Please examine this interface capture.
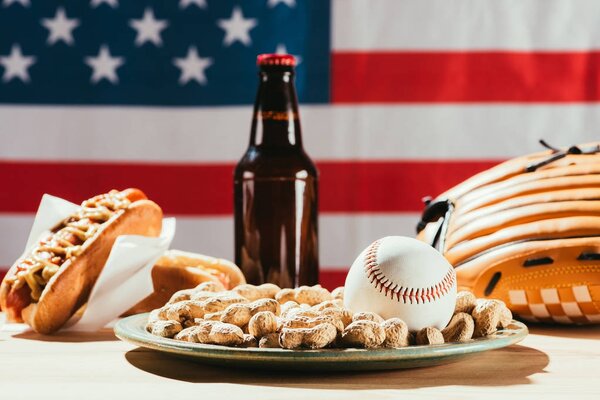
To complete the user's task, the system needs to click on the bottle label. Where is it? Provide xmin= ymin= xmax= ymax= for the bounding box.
xmin=256 ymin=111 xmax=298 ymax=121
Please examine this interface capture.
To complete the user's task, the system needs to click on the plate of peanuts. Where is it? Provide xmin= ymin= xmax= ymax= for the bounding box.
xmin=114 ymin=282 xmax=528 ymax=371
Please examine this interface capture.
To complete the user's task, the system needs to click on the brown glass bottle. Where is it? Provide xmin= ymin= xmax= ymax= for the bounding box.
xmin=234 ymin=54 xmax=319 ymax=288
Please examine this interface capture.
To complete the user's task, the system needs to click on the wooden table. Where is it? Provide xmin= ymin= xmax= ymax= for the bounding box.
xmin=1 ymin=315 xmax=599 ymax=400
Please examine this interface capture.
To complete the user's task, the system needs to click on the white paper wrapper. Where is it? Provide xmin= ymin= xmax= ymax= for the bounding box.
xmin=66 ymin=218 xmax=175 ymax=331
xmin=0 ymin=194 xmax=175 ymax=333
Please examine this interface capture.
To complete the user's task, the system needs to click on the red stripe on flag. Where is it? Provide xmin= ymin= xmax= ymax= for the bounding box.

= Task requirements =
Write the records out in full, word for word; leave every picture behind.

= Answer space =
Please examine this interface capture.
To complete the user's task, the system needs to click on the bottle label. Where is it? Provide xmin= ymin= xmax= ymax= for the bounding box.
xmin=256 ymin=111 xmax=298 ymax=121
Please examine this interface capture.
To complete the user's task, the system needs to click on the plate of peanuts. Where is it? Provide xmin= ymin= xmax= ymax= for the bounding box.
xmin=114 ymin=282 xmax=528 ymax=371
Please examine this interface capture.
To complete the user's task, the system needs to click on the brown glass bottle. Where is it? Provide xmin= ymin= xmax= ymax= for the bounding box.
xmin=234 ymin=54 xmax=319 ymax=288
Please examine this interface capture.
To complete the user's task, the system needs to click on the wooden table. Where is it? Provide xmin= ymin= xmax= ymax= for the bounding box.
xmin=1 ymin=315 xmax=599 ymax=400
Please examine this interface capture.
To complete the user's task, the system needs to click on the white paper wrapper. Where is it? Provide xmin= ymin= xmax= ymax= for the bounding box.
xmin=66 ymin=218 xmax=175 ymax=331
xmin=0 ymin=194 xmax=175 ymax=333
Please examine this interface capture.
To complete the user's task, the system needs to click on the red stripe on flag. Where is it? Provide xmin= ymin= xmax= ymax= for the bounding box.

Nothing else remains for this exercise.